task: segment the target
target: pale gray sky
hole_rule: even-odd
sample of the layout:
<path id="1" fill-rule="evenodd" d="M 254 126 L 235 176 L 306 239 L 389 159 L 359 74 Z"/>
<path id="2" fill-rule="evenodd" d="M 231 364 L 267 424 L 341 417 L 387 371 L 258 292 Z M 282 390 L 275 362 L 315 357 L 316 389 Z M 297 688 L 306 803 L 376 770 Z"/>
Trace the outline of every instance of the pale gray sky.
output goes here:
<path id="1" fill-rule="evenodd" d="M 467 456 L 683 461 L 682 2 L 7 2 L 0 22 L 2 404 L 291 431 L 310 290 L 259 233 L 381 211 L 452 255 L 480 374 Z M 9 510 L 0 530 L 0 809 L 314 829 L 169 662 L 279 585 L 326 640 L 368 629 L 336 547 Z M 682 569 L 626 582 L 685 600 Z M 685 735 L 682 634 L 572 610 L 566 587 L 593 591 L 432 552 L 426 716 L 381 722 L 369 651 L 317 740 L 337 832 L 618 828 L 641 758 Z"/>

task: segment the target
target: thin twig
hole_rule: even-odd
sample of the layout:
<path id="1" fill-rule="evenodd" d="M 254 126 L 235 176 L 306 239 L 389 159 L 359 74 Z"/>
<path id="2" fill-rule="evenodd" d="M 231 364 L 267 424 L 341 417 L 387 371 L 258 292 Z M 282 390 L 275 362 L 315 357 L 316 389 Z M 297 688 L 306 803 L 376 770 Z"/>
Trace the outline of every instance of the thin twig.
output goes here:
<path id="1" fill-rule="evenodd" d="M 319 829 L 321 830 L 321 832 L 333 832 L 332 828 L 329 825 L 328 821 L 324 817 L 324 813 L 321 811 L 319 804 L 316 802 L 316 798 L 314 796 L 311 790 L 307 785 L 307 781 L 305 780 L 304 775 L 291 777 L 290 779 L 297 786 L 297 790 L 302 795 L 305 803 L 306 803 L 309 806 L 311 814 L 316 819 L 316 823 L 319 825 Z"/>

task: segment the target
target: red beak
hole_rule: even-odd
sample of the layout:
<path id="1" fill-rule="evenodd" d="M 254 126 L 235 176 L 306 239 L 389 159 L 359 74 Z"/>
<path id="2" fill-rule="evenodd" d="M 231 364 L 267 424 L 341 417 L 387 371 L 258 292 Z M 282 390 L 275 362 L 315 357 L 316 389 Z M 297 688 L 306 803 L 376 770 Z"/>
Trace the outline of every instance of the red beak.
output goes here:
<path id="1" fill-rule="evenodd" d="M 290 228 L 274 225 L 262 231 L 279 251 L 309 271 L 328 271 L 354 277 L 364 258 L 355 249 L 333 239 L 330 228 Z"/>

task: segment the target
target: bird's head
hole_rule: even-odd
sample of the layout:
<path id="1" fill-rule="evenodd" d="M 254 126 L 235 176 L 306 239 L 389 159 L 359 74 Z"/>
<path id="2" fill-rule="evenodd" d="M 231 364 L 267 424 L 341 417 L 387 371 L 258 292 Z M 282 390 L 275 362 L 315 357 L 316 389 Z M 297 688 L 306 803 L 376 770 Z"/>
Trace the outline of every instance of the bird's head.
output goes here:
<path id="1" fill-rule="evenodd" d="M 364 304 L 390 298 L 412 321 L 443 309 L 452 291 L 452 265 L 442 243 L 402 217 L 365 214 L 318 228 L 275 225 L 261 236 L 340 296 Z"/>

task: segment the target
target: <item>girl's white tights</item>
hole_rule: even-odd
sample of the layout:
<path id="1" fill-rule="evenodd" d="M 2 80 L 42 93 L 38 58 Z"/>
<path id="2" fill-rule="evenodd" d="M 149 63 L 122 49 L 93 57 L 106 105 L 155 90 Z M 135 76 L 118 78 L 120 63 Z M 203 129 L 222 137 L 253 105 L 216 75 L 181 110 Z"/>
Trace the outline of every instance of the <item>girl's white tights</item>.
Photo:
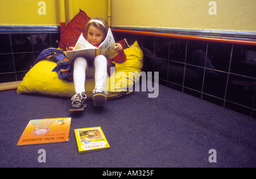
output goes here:
<path id="1" fill-rule="evenodd" d="M 103 55 L 94 59 L 94 66 L 89 68 L 86 60 L 81 57 L 76 58 L 74 63 L 73 78 L 76 93 L 85 92 L 85 78 L 94 78 L 96 88 L 105 88 L 107 77 L 108 61 Z"/>

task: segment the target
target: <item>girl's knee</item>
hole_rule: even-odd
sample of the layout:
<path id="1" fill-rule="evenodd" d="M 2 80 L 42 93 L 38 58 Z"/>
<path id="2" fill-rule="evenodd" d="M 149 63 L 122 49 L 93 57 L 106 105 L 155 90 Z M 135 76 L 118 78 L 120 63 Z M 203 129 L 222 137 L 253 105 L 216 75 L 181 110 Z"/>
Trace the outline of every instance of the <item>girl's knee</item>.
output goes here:
<path id="1" fill-rule="evenodd" d="M 99 55 L 95 57 L 94 60 L 107 60 L 105 56 L 102 55 Z"/>
<path id="2" fill-rule="evenodd" d="M 86 60 L 85 60 L 85 58 L 81 57 L 78 57 L 75 60 L 75 63 L 82 63 L 82 64 L 86 64 Z"/>

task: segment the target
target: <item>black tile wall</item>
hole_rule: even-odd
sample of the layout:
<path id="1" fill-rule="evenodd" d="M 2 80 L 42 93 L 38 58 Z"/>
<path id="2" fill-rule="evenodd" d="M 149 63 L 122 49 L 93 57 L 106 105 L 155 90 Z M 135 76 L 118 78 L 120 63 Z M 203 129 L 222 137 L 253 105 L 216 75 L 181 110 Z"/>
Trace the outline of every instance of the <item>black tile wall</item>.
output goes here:
<path id="1" fill-rule="evenodd" d="M 58 47 L 60 36 L 1 32 L 0 82 L 22 80 L 43 50 Z M 256 118 L 256 46 L 113 33 L 116 41 L 138 41 L 143 70 L 159 72 L 160 84 Z"/>
<path id="2" fill-rule="evenodd" d="M 58 47 L 60 36 L 59 32 L 1 32 L 0 82 L 22 80 L 43 50 Z"/>
<path id="3" fill-rule="evenodd" d="M 138 41 L 159 84 L 256 118 L 256 46 L 113 32 Z"/>

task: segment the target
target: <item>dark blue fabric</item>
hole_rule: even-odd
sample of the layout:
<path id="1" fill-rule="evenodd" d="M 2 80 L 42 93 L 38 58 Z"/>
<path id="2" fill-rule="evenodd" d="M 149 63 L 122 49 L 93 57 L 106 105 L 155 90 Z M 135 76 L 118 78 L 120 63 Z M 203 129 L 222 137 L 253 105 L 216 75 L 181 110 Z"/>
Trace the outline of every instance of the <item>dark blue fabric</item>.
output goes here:
<path id="1" fill-rule="evenodd" d="M 35 64 L 43 60 L 49 60 L 57 63 L 56 66 L 52 72 L 58 73 L 60 78 L 68 81 L 73 81 L 73 65 L 71 65 L 64 52 L 55 48 L 47 48 L 39 55 Z"/>

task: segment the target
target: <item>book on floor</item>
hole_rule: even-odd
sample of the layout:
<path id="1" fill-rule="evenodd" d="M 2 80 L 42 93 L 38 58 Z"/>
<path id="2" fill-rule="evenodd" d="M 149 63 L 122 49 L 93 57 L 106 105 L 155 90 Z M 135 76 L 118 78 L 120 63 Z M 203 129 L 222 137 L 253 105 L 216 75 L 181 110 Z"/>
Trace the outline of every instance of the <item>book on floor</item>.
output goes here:
<path id="1" fill-rule="evenodd" d="M 30 120 L 17 145 L 69 141 L 71 118 Z"/>
<path id="2" fill-rule="evenodd" d="M 75 129 L 75 134 L 80 153 L 110 147 L 100 127 Z"/>
<path id="3" fill-rule="evenodd" d="M 74 47 L 74 50 L 67 51 L 67 56 L 70 63 L 78 57 L 83 57 L 86 59 L 94 60 L 95 57 L 102 55 L 107 60 L 114 58 L 119 52 L 115 50 L 115 40 L 111 31 L 109 28 L 107 36 L 104 41 L 101 43 L 98 48 L 88 42 L 81 34 L 79 39 Z"/>

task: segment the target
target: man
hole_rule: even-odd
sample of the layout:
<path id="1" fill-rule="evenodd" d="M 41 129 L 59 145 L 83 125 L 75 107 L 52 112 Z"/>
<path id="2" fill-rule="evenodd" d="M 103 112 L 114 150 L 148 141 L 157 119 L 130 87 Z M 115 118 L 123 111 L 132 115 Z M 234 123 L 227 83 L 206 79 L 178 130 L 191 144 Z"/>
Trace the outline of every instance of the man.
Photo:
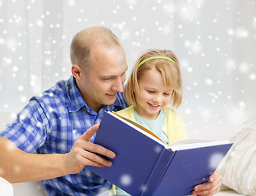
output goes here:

• **THE PROBLEM**:
Identify every line in the entries that contains the string "floor", and copy each of those lines in full. Case counts.

• **THE ANSWER**:
target: <item>book on floor</item>
Trace the outline of every instance of the <item>book on floor</item>.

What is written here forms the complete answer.